WORK TO COMPLETE: Give back all of the data exactly as it stands, with the pictures removed.

══ DATA FOR REVIEW

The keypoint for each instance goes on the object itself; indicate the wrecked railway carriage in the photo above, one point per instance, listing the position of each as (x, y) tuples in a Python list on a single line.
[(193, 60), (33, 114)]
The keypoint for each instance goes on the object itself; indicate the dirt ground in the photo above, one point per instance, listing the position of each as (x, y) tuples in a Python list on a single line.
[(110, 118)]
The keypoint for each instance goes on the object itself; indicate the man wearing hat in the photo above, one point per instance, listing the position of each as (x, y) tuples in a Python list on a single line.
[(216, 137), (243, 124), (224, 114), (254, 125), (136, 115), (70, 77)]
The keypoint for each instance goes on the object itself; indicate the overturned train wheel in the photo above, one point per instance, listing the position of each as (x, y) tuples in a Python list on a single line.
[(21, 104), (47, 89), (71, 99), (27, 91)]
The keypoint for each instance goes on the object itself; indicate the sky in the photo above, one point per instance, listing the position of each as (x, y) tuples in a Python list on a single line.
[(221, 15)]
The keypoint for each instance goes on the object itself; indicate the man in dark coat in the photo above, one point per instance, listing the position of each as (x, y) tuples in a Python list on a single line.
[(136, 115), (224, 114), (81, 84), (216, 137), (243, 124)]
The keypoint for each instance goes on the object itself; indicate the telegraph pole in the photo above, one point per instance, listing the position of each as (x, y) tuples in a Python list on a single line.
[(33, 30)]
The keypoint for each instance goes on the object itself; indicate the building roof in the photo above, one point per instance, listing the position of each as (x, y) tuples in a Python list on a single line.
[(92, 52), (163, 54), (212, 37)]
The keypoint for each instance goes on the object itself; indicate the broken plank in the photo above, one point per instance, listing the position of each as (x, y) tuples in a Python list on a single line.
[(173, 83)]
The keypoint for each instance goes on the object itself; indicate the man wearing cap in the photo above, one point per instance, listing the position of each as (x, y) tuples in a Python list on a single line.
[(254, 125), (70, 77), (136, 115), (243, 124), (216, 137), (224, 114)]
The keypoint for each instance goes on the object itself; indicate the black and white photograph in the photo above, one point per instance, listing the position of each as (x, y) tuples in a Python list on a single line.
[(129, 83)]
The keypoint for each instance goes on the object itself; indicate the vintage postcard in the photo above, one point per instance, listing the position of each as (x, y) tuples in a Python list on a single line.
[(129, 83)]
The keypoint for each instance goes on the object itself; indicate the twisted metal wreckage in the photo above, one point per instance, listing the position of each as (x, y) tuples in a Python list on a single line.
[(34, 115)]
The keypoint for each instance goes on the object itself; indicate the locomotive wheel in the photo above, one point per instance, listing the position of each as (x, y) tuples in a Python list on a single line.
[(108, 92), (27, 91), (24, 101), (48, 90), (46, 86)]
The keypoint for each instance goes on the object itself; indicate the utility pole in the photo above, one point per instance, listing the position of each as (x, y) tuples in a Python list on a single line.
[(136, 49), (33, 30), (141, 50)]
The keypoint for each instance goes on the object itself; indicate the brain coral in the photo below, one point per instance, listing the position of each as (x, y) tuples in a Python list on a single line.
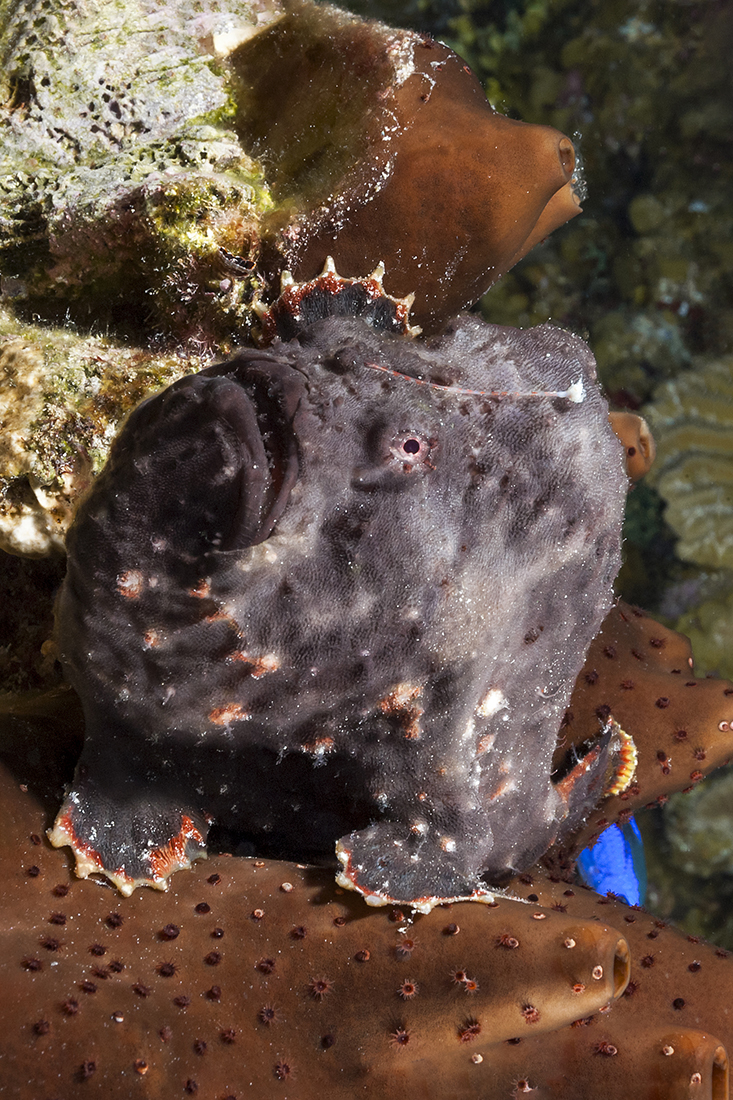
[(691, 417)]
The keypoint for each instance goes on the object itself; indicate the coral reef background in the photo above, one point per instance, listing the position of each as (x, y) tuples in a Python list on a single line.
[(645, 274)]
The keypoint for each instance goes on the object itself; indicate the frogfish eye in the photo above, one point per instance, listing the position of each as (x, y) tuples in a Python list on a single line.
[(412, 449)]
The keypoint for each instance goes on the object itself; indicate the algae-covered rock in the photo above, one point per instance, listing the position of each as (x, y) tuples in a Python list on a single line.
[(62, 399), (120, 173)]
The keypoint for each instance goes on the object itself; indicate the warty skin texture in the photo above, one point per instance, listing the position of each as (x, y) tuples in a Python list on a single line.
[(313, 600)]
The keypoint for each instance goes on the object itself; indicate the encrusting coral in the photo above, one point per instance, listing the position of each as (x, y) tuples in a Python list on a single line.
[(444, 189), (639, 673), (261, 978)]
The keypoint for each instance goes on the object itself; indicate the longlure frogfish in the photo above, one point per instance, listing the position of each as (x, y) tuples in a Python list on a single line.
[(338, 590)]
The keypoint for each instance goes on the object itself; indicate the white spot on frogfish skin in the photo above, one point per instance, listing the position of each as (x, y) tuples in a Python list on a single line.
[(492, 702)]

════

YOUR SOLUTION:
The keypoint for each instance goes on the object itself; indicate the wrecked railway carriage in the photo above, one point per instance, listing the position of each as (x, y) tuples in a Python list on a single line.
[(193, 60), (33, 114)]
The keypoint for each instance goes on the object itself; indicate the dirt ground in the photo above, one point per instance, listing the position of each as (x, y) tuples in a Python list on a single line.
[(110, 118)]
The keypoint for each instance goes on the object itself; indicate the man wearing hat in the photo above, one point per instance, listing the position of each as (x, y) tuples in a Python list on a single line.
[(216, 137), (243, 124), (224, 114), (254, 125), (136, 115), (70, 77)]
The keypoint for each instance goes on the object itself; indicate the overturned train wheel in the photo above, one point per instance, listing the position of each as (x, y) tuples in a Python list on a single line.
[(21, 104), (47, 89), (71, 99), (27, 91)]
The keypoint for each instance goes on the object itself; indicate the sky in the photo above, one point per instance, listing the position of each as (x, y) tuples in a Python list on a single line.
[(221, 15)]
The keypoint for each instance goes on the object itself; indicate the man in dark coat in the photo above, one point per instance, listing the position of each as (x, y) tuples in a Python list on a single line.
[(136, 115), (224, 114), (81, 84), (216, 137), (243, 124)]
The keypoint for each instance goes on the object itself; indicate the telegraph pole in the photo above, one point per instance, listing the position of each as (x, y) tuples in a Python list on a single line.
[(33, 30)]
The keypoint for each instance goes on the object itself; indicate the building roof in the photo above, one point per instance, listing the position of each as (x, y) tuples in a Python list on a single line.
[(92, 52), (163, 54), (212, 37)]
The keypoint for each instance goes on the object itself; indicate the broken plank in the photo above, one point per instance, listing the position of each as (x, y) tuples in a Python list on a single line.
[(173, 83)]
The keypoint for each instance goes on the object itself; indicate the man wearing cap in the photo above, one point per instance, listing the position of each as (x, y) tuples in a Python list on a single line.
[(254, 125), (70, 77), (136, 115), (243, 124), (216, 137), (224, 114)]
The keypoint for each instance goes on the object itself; indicate the black and white photograph in the photo above, one point per instance, listing the position of each as (x, y) tuples in a Python list on a single line.
[(129, 83)]
The keypoint for each instance goes on the object itself; indicate the vintage postcard in the photo above, one point per instance, listing the position of each as (x, y) tuples in a Python list on a single line.
[(129, 83)]
The keypoint for each instance goes on the object itself; indicate the twisted metal wreckage in the photo above, one point per instance, listing the position of each as (x, y) tuples in a Python list on a single line.
[(34, 115)]
The keypoint for each instance goes on the object itself; indicate the locomotive wheel in the photo above, one point per instance, listing the position of each as (x, y) tuples in a Python list on a single line.
[(108, 92), (27, 91), (24, 101), (48, 90), (46, 86)]
The keypoint for each instance goes on the object itself; indicate the utility pole in the photo above, one point per instance, listing the position of each as (x, y) tuples in a Python list on a single line.
[(136, 49), (33, 30), (141, 50)]
The keypoint for each instance goes on the object itself; indicate the brain coral in the photo below, one point per instance, listing the position of each as (x, y) tuples in a Python list on a single line.
[(691, 417)]
The keypoint for each instance goes on the object itself; indicate the coral reef background in the photo above, one point per instance, listing the position of each as (x, y) tuples in a Python list on a single line.
[(645, 274)]
The keypoint for each instance goes on the object itself; indicate the frogfish eye in the photo above, one point per instance, listing the position of each as (x, y) tuples in a Python list on a single line.
[(412, 449)]
The keypoint for each instance goes on the object itself; indicate the algae-covered rock in the photo above, one point per instance, listing the position of each as (x, y) tuples in a Python list on a single line.
[(62, 399), (120, 173)]
The keypoint for each instance goes on the object itself; indicate the warty skin texture in the photo above, one point per instance, listing the position of each as (x, y) tuples in a Python list on a single line.
[(313, 600)]
The keypoint for each instance goes on the object itself; indicate the encrusting coral in the photo above, one point per instance, listing the position of each as (x, y) tuples in a Python list on a single line.
[(444, 189), (639, 673), (261, 978)]
The keypoint for each instance goes on the object itself; indicate the longlure frogfish in the photo above, one point per instance, listing the position of each as (x, y) tuples in a Python list on a single line.
[(338, 590)]
The keypoint for each instance goes on the object itself; indicate the white spot on frogfish skin in the photo above, one point per instance, listing the position of each as (x, y) tuples in a Python list on a single line.
[(492, 702)]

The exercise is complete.